=== Data for this exercise ===

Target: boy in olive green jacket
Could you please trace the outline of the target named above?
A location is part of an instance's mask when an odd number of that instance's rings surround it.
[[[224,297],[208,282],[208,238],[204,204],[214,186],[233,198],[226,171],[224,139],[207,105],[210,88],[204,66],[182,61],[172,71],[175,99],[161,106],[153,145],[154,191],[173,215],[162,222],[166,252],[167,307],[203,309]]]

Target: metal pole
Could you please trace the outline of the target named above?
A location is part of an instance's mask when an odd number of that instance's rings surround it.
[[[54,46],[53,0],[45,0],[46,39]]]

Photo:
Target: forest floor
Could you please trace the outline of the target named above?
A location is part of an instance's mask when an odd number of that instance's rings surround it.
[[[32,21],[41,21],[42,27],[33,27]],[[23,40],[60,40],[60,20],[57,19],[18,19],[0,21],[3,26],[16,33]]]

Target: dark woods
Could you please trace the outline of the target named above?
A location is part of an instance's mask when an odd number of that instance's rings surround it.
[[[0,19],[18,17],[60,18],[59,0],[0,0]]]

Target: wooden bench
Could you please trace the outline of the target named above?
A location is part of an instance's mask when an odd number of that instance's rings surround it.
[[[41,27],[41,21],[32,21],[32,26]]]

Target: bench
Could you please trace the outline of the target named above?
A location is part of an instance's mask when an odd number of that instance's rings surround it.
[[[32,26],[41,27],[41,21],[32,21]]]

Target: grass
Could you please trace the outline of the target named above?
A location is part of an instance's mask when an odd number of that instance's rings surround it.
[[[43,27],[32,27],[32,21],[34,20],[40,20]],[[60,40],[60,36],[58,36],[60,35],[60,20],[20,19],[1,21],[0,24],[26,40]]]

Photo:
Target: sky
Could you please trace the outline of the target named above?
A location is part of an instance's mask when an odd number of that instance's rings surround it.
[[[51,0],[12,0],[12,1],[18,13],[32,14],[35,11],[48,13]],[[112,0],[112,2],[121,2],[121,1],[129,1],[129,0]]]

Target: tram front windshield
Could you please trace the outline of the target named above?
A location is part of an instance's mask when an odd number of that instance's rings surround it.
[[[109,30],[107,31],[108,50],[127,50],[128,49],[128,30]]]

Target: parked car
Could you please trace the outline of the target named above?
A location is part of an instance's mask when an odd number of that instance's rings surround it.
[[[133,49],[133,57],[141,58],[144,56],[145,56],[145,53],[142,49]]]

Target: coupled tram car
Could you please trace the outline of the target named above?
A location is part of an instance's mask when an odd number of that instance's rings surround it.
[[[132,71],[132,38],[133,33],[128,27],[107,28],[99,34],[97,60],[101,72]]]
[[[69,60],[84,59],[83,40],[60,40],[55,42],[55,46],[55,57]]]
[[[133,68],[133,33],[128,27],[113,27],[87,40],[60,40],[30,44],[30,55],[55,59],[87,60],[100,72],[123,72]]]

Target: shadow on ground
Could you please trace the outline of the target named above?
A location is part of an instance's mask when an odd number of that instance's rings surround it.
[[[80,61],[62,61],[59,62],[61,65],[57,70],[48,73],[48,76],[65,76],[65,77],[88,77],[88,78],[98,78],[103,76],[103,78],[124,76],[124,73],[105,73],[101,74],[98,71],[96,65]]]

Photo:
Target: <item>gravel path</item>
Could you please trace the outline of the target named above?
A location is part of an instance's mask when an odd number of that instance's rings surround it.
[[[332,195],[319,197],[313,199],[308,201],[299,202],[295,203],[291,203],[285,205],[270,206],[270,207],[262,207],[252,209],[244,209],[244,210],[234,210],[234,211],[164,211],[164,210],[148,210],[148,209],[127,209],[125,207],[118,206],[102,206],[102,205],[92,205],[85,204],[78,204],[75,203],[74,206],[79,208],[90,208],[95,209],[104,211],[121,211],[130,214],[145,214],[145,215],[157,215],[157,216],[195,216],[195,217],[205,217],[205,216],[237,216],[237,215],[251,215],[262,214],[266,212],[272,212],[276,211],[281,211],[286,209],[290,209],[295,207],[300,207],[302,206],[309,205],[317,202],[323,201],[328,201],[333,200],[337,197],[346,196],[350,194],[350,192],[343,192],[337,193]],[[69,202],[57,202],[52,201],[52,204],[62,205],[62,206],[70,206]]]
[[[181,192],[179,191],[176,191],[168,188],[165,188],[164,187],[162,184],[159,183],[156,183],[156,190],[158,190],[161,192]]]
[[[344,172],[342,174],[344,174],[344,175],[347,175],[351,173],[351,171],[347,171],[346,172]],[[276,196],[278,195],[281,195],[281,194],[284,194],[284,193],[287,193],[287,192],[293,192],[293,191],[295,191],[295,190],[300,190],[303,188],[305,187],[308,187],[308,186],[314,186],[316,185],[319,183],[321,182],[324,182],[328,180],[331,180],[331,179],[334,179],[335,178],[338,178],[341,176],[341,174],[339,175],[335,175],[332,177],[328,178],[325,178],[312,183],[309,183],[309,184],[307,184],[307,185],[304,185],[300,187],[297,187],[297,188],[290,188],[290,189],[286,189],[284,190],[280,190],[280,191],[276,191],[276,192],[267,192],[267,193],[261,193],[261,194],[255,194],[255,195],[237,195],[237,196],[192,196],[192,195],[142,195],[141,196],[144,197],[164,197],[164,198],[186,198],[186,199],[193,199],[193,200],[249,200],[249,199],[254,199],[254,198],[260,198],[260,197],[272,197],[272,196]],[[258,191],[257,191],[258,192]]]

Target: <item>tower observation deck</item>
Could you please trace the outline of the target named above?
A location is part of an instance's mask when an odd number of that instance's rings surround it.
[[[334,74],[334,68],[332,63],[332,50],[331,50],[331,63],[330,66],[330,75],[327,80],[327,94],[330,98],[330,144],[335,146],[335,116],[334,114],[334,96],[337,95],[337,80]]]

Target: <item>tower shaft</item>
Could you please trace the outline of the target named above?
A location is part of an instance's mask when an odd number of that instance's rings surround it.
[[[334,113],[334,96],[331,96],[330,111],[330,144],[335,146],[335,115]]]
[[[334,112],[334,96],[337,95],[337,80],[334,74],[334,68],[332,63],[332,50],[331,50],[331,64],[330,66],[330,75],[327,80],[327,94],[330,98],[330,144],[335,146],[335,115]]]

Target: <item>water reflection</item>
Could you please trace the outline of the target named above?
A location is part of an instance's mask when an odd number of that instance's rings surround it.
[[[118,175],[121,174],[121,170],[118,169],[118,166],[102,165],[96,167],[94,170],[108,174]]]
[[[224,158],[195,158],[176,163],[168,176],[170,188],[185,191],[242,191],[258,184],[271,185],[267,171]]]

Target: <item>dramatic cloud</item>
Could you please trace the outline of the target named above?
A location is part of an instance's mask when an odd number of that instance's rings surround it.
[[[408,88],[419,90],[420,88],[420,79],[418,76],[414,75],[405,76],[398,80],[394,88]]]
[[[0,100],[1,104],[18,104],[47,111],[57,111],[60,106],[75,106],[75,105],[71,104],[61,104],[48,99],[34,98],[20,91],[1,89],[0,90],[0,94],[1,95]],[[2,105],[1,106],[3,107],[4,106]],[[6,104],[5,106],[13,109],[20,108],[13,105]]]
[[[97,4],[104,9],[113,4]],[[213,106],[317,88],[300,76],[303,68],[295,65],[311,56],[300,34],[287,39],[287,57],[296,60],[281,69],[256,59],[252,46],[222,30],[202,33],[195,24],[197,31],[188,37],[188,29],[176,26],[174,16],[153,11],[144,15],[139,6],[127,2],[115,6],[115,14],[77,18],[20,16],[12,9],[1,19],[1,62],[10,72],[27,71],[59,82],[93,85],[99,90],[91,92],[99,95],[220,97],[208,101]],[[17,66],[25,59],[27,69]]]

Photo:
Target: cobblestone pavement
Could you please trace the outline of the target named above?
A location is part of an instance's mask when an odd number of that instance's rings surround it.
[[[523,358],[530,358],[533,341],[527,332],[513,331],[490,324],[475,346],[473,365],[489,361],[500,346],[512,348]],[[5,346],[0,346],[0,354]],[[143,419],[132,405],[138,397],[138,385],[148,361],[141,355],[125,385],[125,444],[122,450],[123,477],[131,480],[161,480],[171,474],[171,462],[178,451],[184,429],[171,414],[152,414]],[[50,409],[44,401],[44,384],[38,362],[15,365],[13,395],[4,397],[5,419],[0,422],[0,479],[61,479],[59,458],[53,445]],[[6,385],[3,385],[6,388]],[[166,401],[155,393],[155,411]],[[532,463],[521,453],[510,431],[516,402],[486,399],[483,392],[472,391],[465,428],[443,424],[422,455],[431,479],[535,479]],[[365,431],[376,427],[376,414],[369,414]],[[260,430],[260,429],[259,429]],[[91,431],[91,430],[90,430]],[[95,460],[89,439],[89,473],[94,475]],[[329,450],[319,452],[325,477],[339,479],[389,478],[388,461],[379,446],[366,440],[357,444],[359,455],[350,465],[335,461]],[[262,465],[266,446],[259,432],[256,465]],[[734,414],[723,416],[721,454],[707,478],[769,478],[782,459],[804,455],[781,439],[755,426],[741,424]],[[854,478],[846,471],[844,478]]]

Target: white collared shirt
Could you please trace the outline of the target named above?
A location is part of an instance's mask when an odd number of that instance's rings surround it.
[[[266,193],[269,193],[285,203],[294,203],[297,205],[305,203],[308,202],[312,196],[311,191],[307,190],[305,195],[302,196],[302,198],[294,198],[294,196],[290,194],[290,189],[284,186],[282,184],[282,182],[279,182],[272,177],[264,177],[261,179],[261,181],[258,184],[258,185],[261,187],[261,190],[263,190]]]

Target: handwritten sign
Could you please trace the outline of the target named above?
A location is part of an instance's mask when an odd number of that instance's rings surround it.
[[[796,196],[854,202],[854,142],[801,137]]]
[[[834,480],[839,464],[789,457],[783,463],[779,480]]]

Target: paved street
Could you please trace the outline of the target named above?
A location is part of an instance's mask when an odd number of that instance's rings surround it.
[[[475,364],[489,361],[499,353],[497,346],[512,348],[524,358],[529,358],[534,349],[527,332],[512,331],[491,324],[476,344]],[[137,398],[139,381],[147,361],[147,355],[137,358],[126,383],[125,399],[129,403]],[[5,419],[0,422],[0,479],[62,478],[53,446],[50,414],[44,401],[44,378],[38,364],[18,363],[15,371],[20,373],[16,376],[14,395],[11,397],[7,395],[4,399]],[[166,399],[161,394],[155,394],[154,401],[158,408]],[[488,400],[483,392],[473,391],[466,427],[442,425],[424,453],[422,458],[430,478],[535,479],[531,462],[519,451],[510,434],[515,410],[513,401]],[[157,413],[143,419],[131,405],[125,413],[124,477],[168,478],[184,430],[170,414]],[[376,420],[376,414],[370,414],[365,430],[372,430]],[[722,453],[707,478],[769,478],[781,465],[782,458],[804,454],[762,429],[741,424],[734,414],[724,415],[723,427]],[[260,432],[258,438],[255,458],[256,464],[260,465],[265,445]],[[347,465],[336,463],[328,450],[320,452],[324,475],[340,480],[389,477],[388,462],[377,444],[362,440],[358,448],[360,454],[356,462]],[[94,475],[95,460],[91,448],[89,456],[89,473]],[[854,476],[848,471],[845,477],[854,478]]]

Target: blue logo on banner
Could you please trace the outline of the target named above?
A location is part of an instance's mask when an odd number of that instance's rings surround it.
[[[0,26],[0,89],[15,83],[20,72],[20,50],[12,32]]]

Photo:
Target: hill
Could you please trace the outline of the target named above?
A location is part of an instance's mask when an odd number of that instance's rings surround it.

===

• **Aim**
Reproduce the items verbatim, beginning with the first line and ending with the line that contains "[[[32,26],[41,27],[41,21],[32,21]]]", both included.

• **Response to this task**
Target: boy in olive green jacket
Could you please trace the outline of the target named above?
A location is part of an instance's mask when an odd number of that instance's rings surround it.
[[[224,297],[208,282],[208,238],[204,204],[214,186],[233,198],[226,171],[224,139],[207,105],[210,88],[204,66],[182,61],[172,71],[175,99],[161,106],[153,145],[154,191],[173,215],[162,222],[166,252],[167,307],[203,309]]]

Target: metal pole
Could you please trace the outline of the target named above?
A location is part of an instance's mask when an odd number of that instance's rings surround it.
[[[54,46],[53,0],[45,0],[46,39]]]

Photo:
Target: forest floor
Could you please trace the outline of the target named above?
A location is part of an instance's mask when an odd number of that instance's rings surround it.
[[[32,21],[41,21],[42,27],[33,27]],[[23,40],[60,40],[60,20],[57,19],[18,19],[0,21],[3,26],[16,33]]]

Target: dark woods
Could you please trace the outline of the target named above?
A location is part of an instance's mask when an odd number of that instance's rings surround it.
[[[0,19],[18,17],[60,18],[59,0],[0,0]]]

Target: wooden bench
Could you please trace the outline of the target named above?
A location is part of an instance's mask when an odd number of that instance's rings surround it.
[[[41,27],[41,21],[32,21],[32,26]]]

Target: bench
Could you please trace the outline of the target named above?
A location is part of an instance's mask when an odd number of that instance's rings surround it.
[[[32,26],[41,27],[41,21],[32,21]]]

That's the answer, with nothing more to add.